TASK TO CARRY OUT ▸ Each of the records must appear again, exactly as it was written.

━━━━

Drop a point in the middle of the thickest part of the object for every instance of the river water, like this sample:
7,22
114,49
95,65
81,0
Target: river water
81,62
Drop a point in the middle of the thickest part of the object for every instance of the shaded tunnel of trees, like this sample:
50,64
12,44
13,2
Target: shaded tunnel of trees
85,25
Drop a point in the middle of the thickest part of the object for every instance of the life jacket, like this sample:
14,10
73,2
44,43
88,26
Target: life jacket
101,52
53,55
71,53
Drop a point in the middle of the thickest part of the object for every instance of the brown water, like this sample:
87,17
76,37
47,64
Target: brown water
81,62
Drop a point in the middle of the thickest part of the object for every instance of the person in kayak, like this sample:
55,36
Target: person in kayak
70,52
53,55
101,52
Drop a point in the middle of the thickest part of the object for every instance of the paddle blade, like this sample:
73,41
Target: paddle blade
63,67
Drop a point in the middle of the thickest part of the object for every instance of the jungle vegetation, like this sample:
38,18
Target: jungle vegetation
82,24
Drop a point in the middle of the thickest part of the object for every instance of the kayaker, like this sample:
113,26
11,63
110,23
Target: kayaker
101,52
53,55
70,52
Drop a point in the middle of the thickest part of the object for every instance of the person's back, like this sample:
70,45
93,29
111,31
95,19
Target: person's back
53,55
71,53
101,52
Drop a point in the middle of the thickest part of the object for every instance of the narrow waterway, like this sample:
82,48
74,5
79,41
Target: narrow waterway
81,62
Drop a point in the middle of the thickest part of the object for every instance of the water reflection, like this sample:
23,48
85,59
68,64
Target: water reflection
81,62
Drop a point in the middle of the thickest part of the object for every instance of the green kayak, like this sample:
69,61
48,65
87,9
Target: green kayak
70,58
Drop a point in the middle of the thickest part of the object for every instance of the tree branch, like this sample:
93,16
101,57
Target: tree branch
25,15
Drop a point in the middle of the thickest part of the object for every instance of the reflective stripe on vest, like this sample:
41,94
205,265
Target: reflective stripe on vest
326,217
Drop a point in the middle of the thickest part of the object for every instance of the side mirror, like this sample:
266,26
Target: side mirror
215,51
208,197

━━━━

WRITTEN REPLY ▸
Drop a point in the middle of the thickest part of the object for every instance of the river water, like this sample:
7,22
114,49
95,65
81,0
Target: river water
81,62
Drop a point in the middle of the thickest part of the object for every instance of the shaded tunnel of trees, like this sample:
50,64
12,44
13,2
Target: shaded tunnel of trees
85,25
Drop a point in the middle of the thickest part of the object for every instance of the life jacket, like this sample:
14,10
73,2
44,43
88,26
Target: life jacket
101,52
53,55
71,53
Drop a point in the middle of the thickest part of the object for every instance of the brown water, like this sample:
87,17
76,37
47,64
Target: brown water
81,62
Drop a point in the middle of the thickest part of the object for every instance of the person in kayak, like this sample:
55,36
Target: person in kayak
70,52
53,55
101,52
Drop a point in the middle of the thickest part of the object for every instance of the paddle blade, like this sample:
73,41
Target: paddle blade
63,67
Drop a point in the middle of the thickest part of the object for every instance of the jungle vegetation, like this sample:
38,18
Target: jungle vegetation
82,24
Drop a point in the middle of the thickest part of the object for every instance of the kayaker, like this sample:
113,26
11,63
110,23
Target: kayaker
101,52
53,55
70,52
Drop a point in the middle of the thickest part of the object for every instance of the person's back, like this sample:
70,45
93,29
111,31
95,19
Target: person's back
53,55
71,53
101,52
Drop a point in the middle of the thickest part of the object for every instance of the narrow waterway, like this sample:
82,48
74,5
79,41
Target: narrow waterway
81,62
Drop a point in the middle of the thickest part of the object for every instance of the water reflection, like this sample:
23,48
85,59
68,64
Target: water reflection
81,62
Drop a point in the middle of the thickest part of the object for every instance of the green kayak, like this sample:
69,61
48,65
87,9
Target: green kayak
70,58
Drop a point in the middle of the thickest part of the object for every instance of the tree branch, like this sample:
93,16
101,57
Target: tree branch
25,15
Drop a point in the middle of the thickest part of the object for every instance of the reflective stripe on vest, like this sample:
41,94
205,265
Target: reflective stripe on vest
326,217
Drop a point in the middle of the thickest part of the object for every instance of the side mirror, like this sample:
266,26
Target: side mirror
215,51
208,197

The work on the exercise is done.